-- START EXCERPT --
12th national elections would be rife with many political questions

Despite many dramas and debates and warnings of powerful countries, the 12th parliamentary elections have concluded. An analysis of the past reveals whatever be the opposition, it is well-nigh impossible to prevent any election from taking place if any governing party remains determined. The parliamentary election that took place on 15 February in 1996 could not be stopped despite the opposition of several parties including the Awami League. The voter turnout was a meagre 21 per cent. Then the 10th parliamentary elections could not also be stopped in 2014 though the largest opposition party opposed it.

Several political parties, big and small, waged a movement for four years to stop organising the 7 January election but to no avail. Rather, thousands of leaders and activists of key opposition, BNP, either are in jail or have been on the run. It can be said that the governing party and its alliances organised the election without any big obstructions. Three big powerful countries acknowledged the government in 2014 and 2018 without any hesitation. They maintained their previous trend though the 12th parliamentary election was rife with various problems.

The 2014 election is called voterless since the candidates of 153 out of 300 constituencies won uncontested at that time. Though the local and foreign analysts termed the election as a failure, the government completed its tenure. The opposition could not succeed in preventing the election even after waging a violent movement. Again, there is not much debate on the unfair nature of the parliamentary election in 2018. The election was held in and outside of the scheduled time. From the top brass to grassroots leaders of the governing party say this every now and then these days. This time, a different strategy was applied as the de facto opposition and their like minded parties boycotted the election. The 12th parliamentary elections are nowhere near the two previous elections in terms of strategies.

Before this election, I asserted that the internationally accepted definition of inclusive elections extends beyond mere voter turnout. The debate around voter turnout, initiated by the election commission itself—whether it is 28 or 42 per cent—continues. However, both local and foreign media, along with eyewitnesses, have reported the lowest-ever voter turnout in this election.

This time 26 registered and almost equal number of non-registered new but known parties united on demand of an election-time government. But this could not create a 2014-like situation, rather the election was held almost without any hindrances. Even a minimum level of leniency was not shown to the opposition parties.

But the model of the 12th general election and the post-poll environment demand some discussions, especially owing to its far-reaching consequences.

Firstly, this was effectively a one-party election though 26 political parties took part in the voting on paper. Outside of the governing Awami League, only Jatiya Party was a notable political party that contested the election. However, the Jatiya Party is on the verge of destruction now. Among the three small parties, Samyabadi Dal is not in the field for a long while the position of Bangladesh Workers’ Party has been gradually diminishing even after remaining under the influence of Awami League. JASAD is now facing extinction following the electoral loss of the party chief Hasanul Huq Inu, former information minister, even after contesting the election with “boat”, the electoral symbol of the ruling party. The presence of the Kalyan Party chief, who believed in the politics of the opposition camp for 15 years, among the winners is the only exception.

We are saying this election as a one-party election because there is a doubt whether the other political parties that took part in the polls only to validate it got even 1 per cent of the total votes cast. This was also seen in the 2018 election though that was inclusive. Though 39 parties contested the 11th parliamentary election, three of them got more than 5 per cent of the votes, two got less than 2 per cent votes while the remaining parties managed to get less than 1 per cent of the votes cast. There is doubt whether people could recall the names of the parties.
-- END EXCERPT --
Translate this sentence from the election commentary into Spanish: "Even a minimum level of leniency was not shown to the opposition parties." Rely only on the election commentary.
-- START DATA SUPPLIED --
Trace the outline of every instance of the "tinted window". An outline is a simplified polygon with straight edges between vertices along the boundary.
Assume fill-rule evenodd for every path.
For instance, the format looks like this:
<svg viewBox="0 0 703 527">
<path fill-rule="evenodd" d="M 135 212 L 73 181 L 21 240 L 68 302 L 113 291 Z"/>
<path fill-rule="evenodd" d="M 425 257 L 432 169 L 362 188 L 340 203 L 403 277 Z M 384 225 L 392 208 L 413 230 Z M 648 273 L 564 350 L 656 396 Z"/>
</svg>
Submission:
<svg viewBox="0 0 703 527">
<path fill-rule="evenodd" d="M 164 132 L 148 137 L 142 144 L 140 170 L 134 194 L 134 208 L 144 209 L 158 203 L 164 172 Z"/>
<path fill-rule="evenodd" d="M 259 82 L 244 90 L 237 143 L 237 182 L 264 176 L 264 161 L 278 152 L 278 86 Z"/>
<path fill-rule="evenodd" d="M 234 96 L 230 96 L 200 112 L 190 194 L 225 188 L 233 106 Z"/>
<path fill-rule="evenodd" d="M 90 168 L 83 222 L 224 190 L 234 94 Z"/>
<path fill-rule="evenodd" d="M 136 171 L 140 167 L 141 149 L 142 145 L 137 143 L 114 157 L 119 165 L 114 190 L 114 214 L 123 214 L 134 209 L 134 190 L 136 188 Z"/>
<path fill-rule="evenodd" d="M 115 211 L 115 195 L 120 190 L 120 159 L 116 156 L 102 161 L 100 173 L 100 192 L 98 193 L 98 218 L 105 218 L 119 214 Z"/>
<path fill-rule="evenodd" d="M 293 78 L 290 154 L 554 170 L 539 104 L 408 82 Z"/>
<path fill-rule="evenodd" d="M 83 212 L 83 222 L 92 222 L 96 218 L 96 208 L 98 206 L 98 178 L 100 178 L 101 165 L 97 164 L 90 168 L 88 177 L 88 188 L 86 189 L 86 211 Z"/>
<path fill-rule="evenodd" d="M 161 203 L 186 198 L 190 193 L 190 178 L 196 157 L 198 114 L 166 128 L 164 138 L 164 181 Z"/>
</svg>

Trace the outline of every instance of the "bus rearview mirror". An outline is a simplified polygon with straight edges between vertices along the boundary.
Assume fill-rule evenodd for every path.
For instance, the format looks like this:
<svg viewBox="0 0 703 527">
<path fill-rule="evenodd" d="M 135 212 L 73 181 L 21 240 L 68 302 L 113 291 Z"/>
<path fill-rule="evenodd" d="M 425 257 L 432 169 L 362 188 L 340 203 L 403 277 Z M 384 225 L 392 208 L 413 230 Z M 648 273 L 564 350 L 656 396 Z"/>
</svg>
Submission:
-- END DATA SUPPLIED --
- _SOLUTION BELOW_
Ni siquiera se mostró un mínimo de indulgencia hacia los partidos de la oposición.